* start LISTING *

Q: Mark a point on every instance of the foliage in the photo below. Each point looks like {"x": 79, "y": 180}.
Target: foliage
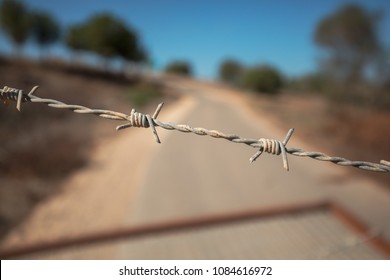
{"x": 179, "y": 67}
{"x": 76, "y": 38}
{"x": 143, "y": 94}
{"x": 106, "y": 36}
{"x": 15, "y": 21}
{"x": 230, "y": 71}
{"x": 350, "y": 36}
{"x": 262, "y": 78}
{"x": 45, "y": 29}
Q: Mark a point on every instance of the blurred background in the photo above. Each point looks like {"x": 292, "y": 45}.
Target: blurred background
{"x": 321, "y": 67}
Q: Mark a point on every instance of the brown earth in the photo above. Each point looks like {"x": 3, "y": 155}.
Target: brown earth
{"x": 42, "y": 146}
{"x": 326, "y": 128}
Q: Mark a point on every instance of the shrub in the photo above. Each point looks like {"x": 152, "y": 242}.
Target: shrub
{"x": 230, "y": 71}
{"x": 179, "y": 67}
{"x": 262, "y": 79}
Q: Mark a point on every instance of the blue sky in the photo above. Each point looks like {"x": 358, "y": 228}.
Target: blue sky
{"x": 205, "y": 32}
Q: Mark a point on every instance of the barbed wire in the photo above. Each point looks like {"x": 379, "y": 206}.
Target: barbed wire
{"x": 136, "y": 119}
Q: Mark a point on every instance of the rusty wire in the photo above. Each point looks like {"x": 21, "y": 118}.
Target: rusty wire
{"x": 136, "y": 119}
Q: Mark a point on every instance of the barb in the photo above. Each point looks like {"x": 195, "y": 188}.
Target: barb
{"x": 136, "y": 119}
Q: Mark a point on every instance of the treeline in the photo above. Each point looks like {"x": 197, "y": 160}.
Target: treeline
{"x": 102, "y": 34}
{"x": 354, "y": 66}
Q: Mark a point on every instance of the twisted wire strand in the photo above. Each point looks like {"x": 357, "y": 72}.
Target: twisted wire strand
{"x": 136, "y": 119}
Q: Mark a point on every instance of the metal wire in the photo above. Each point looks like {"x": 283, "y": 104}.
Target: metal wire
{"x": 136, "y": 119}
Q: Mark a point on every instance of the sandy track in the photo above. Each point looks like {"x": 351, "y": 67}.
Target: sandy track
{"x": 100, "y": 195}
{"x": 132, "y": 180}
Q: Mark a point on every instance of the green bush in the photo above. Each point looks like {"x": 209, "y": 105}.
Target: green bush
{"x": 141, "y": 95}
{"x": 179, "y": 67}
{"x": 264, "y": 79}
{"x": 230, "y": 71}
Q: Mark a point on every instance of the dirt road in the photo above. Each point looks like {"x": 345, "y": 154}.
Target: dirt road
{"x": 133, "y": 181}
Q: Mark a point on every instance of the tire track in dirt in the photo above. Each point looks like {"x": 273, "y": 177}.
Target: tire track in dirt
{"x": 98, "y": 196}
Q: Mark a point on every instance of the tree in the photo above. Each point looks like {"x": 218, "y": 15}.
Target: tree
{"x": 262, "y": 78}
{"x": 179, "y": 67}
{"x": 230, "y": 71}
{"x": 45, "y": 29}
{"x": 15, "y": 22}
{"x": 127, "y": 46}
{"x": 108, "y": 37}
{"x": 350, "y": 36}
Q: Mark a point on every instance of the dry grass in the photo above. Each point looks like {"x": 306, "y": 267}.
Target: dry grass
{"x": 42, "y": 146}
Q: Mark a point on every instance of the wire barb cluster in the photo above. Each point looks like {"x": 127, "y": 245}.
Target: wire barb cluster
{"x": 136, "y": 119}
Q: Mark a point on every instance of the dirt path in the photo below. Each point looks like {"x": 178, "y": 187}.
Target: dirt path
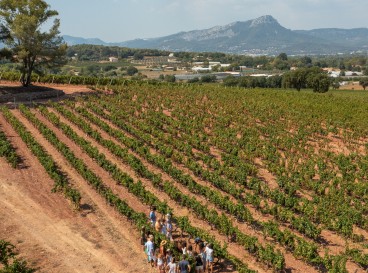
{"x": 246, "y": 229}
{"x": 235, "y": 250}
{"x": 50, "y": 235}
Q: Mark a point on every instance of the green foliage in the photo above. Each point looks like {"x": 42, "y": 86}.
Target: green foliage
{"x": 307, "y": 78}
{"x": 25, "y": 19}
{"x": 364, "y": 83}
{"x": 8, "y": 151}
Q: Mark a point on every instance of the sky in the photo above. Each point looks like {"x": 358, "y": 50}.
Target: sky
{"x": 123, "y": 20}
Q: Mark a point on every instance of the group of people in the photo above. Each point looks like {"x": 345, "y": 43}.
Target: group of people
{"x": 201, "y": 258}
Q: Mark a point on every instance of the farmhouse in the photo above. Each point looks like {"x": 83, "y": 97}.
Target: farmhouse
{"x": 113, "y": 59}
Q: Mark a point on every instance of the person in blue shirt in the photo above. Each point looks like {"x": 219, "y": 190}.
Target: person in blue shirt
{"x": 152, "y": 216}
{"x": 184, "y": 266}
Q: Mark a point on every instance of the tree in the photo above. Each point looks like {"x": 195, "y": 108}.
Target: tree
{"x": 23, "y": 22}
{"x": 364, "y": 83}
{"x": 312, "y": 77}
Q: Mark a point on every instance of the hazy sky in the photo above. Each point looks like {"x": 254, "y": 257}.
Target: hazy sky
{"x": 121, "y": 20}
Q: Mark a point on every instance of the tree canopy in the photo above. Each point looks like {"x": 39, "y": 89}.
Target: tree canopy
{"x": 22, "y": 29}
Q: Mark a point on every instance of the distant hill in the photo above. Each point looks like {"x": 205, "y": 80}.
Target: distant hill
{"x": 263, "y": 35}
{"x": 70, "y": 40}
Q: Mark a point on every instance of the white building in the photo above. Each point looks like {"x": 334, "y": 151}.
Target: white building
{"x": 113, "y": 59}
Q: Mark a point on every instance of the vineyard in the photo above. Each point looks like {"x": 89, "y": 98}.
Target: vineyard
{"x": 276, "y": 180}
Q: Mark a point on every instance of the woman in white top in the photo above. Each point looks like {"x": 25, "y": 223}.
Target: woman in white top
{"x": 209, "y": 257}
{"x": 171, "y": 266}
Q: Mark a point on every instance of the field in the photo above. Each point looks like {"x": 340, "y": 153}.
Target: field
{"x": 277, "y": 180}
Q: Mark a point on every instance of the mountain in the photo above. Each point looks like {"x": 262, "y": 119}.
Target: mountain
{"x": 263, "y": 35}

* end LISTING *

(TASK DETAILS) Reproduce every line of the records above without any change, leaving out the pictures.

(ANSWER TO THIS EXERCISE)
Q: Mark a point on every instance of the foliage in the photo below. Each point looks like {"x": 79, "y": 180}.
Target: foliage
{"x": 179, "y": 67}
{"x": 76, "y": 38}
{"x": 143, "y": 94}
{"x": 106, "y": 36}
{"x": 15, "y": 21}
{"x": 230, "y": 71}
{"x": 350, "y": 36}
{"x": 262, "y": 78}
{"x": 45, "y": 29}
Q: Mark a point on every instance of the blurred background in the photo above. Each point looks like {"x": 292, "y": 45}.
Target: blurred background
{"x": 321, "y": 67}
Q: Mark a point on every instance of the brown earth in the photo above. Each point looks like {"x": 3, "y": 155}.
Target: brown earth
{"x": 42, "y": 146}
{"x": 326, "y": 128}
Q: Mark a point on every instance of the shrub in the photo above. Each point looks like {"x": 152, "y": 242}.
Target: shrub
{"x": 230, "y": 71}
{"x": 179, "y": 67}
{"x": 262, "y": 79}
Q: Mark a point on every instance of the blue sky in the photo above. Each point looks like {"x": 358, "y": 228}.
Target: blue sky
{"x": 205, "y": 32}
Q: Mark a point on every instance of the barbed wire in the photo above. Each point looks like {"x": 379, "y": 206}.
Target: barbed wire
{"x": 136, "y": 119}
Q: Mark a point on every instance of the rusty wire in the photo above. Each point looks like {"x": 21, "y": 118}.
Target: rusty wire
{"x": 136, "y": 119}
Q: Mark a point on every instance of the barb in the photo above. Each point looks like {"x": 195, "y": 188}.
Target: barb
{"x": 136, "y": 119}
Q: Mark a point on every instance of the treeline in the photo above. Each point looks like {"x": 197, "y": 160}.
Target: treeline
{"x": 102, "y": 34}
{"x": 354, "y": 66}
Q: Mark a point on every instance of the twisted wire strand in the photo above. Each point looks like {"x": 357, "y": 72}.
Target: twisted wire strand
{"x": 136, "y": 119}
Q: Mark a point on every instance of the metal wire in the photo above. Each point looks like {"x": 283, "y": 104}.
Target: metal wire
{"x": 136, "y": 119}
Q: Mark a point on every instance of the sandy track in the photo above. Each point looks like {"x": 351, "y": 67}.
Target: sandy track
{"x": 100, "y": 195}
{"x": 132, "y": 180}
Q: Mark a point on every instance of the green bush in the photo above. Each point looks like {"x": 209, "y": 105}.
Target: green bush
{"x": 141, "y": 95}
{"x": 179, "y": 67}
{"x": 264, "y": 79}
{"x": 230, "y": 71}
Q: Mark a point on every instance of the dirt road in the photo above. Each point looks like {"x": 345, "y": 154}.
Target: dirt road
{"x": 133, "y": 181}
Q: Mark a point on every instance of the tire track in dirt in the photo above. Each point looks like {"x": 273, "y": 177}.
Target: tire track in dirt
{"x": 98, "y": 196}
Q: Mark a point on every instance of the tree in the photo above. Each point looks like {"x": 218, "y": 15}.
Target: tree
{"x": 262, "y": 78}
{"x": 179, "y": 67}
{"x": 230, "y": 71}
{"x": 45, "y": 29}
{"x": 15, "y": 22}
{"x": 127, "y": 46}
{"x": 108, "y": 37}
{"x": 350, "y": 36}
Q: Mark a point on every instance of the dry grass in the photo above. Each point looks like {"x": 306, "y": 267}.
Target: dry grass
{"x": 42, "y": 146}
Q: Mark a point on every instance of the wire barb cluster in the photo above. Each point looks like {"x": 127, "y": 245}.
Target: wire barb cluster
{"x": 136, "y": 119}
Q: Mark a point on every instance of the dirt path in the photo below. Each point looks like {"x": 178, "y": 187}.
Target: dirt path
{"x": 246, "y": 229}
{"x": 235, "y": 250}
{"x": 50, "y": 235}
Q: Mark a point on every instance of the green foliage in the photo above. Each point looks like {"x": 42, "y": 86}.
Target: green foliage
{"x": 307, "y": 78}
{"x": 25, "y": 19}
{"x": 364, "y": 83}
{"x": 8, "y": 151}
Q: Mark a point on every instance of the sky in the photo above. Each point looks like {"x": 358, "y": 50}.
Target: sky
{"x": 123, "y": 20}
Q: Mark a point on every instance of the group of people in the photo above. Each point looks like {"x": 345, "y": 43}.
Target: group of people
{"x": 201, "y": 258}
Q: Mark a point on every instance of the farmhouse in the photo above. Each point looks like {"x": 83, "y": 97}.
Target: farmhouse
{"x": 113, "y": 59}
Q: Mark a point on every instance of the person in blue shirt in the photo above. Each point looks like {"x": 219, "y": 190}.
Target: person in blue shirt
{"x": 152, "y": 216}
{"x": 184, "y": 266}
Q: Mark a point on every instance of the tree in the photo above. Each point looks like {"x": 195, "y": 108}.
Target: tree
{"x": 23, "y": 22}
{"x": 364, "y": 83}
{"x": 312, "y": 77}
Q: Mark a point on every instance of the hazy sky in the photo above. Each point looks like {"x": 254, "y": 257}.
Target: hazy sky
{"x": 121, "y": 20}
Q: Mark a point on every instance of the tree canopy in the photo above. Each point looks like {"x": 39, "y": 89}.
Target: tree canopy
{"x": 22, "y": 29}
Q: Mark a point on every instance of the distant hill in the photo above. Each point looks like {"x": 205, "y": 80}.
Target: distant hill
{"x": 263, "y": 35}
{"x": 70, "y": 40}
Q: Mark a point on every instance of the white building in the photo above. Each point looks like {"x": 334, "y": 151}.
Target: white building
{"x": 113, "y": 59}
Q: Mark a point on every instance of the vineyard in the photo above. Each point looks like {"x": 89, "y": 98}.
Target: vineyard
{"x": 276, "y": 180}
Q: Mark a point on every instance of the woman in white top in the photo above. Each point looks like {"x": 25, "y": 223}.
Target: woman in white top
{"x": 209, "y": 257}
{"x": 171, "y": 266}
Q: Mark a point on every instance of the field in the photo above. Each point looks like {"x": 340, "y": 153}.
Target: field
{"x": 277, "y": 180}
Q: Mark a point on every instance of the mountain in the photo above. Each point looks like {"x": 262, "y": 119}.
Target: mountain
{"x": 263, "y": 35}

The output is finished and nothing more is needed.